**Set of tasks**
1 > Duplicate the Century Street piece word for word, everything from "Pounding the streets" down to "called Century Street.".
2 > According to the Century Street piece, who keeps the corner shop opposite the Portland Inn?

**Selected extract**
□ □ □ □ □

Pounding the streets of
Historian Fred Hughes writes....
This is where the author Fred Leigh lived as a child. Through the pages of his acclaimed book Sentinel Street, he lets us into the lives of the characters of his childhood; miniature men and women creeping around cramped unhealthy cobblestone alleys, inhabiting draughty terraced houses, existing through poverty and means tests, dole, hand-me-down clothes, providence clubs and pawn shops. In Fred’s time it was Brook Street and Clarence Street, now it’s called Century Street.
The Loop Line closed in 1963. And so did a mineral line linking Shelton Bar with Hanley Deep Pit. You can still make out its direction of travel marked by a greenway, ending forlornly at a blocked-up tunnel entrance. Skips wait outside boarded-up houses. Torn curtains flap in broken windows. Ugly graffiti sprays cynical messages on gateless walls along litter-strewn back alleys. In this village in limbo Derek and Jayne Horton keep a corner shop opposite the Portland Inn.

□ □ □ □ □

**Data rows**
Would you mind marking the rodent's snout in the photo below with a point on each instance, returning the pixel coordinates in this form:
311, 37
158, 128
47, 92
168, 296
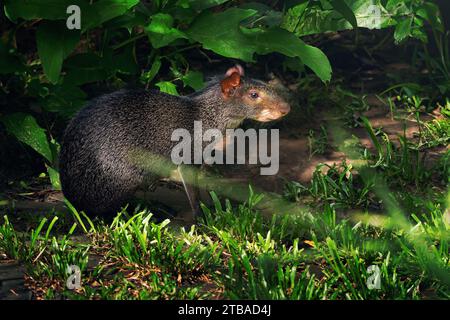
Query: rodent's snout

□ □ □ □ □

**Solutions per task**
1 >
Pounding the streets of
Historian Fred Hughes writes....
This is where the author Fred Leigh lived as a child. Through the pages of his acclaimed book Sentinel Street, he lets us into the lives of the characters of his childhood; miniature men and women creeping around cramped unhealthy cobblestone alleys, inhabiting draughty terraced houses, existing through poverty and means tests, dole, hand-me-down clothes, providence clubs and pawn shops. In Fred’s time it was Brook Street and Clarence Street, now it’s called Century Street.

2 > Derek and Jayne Horton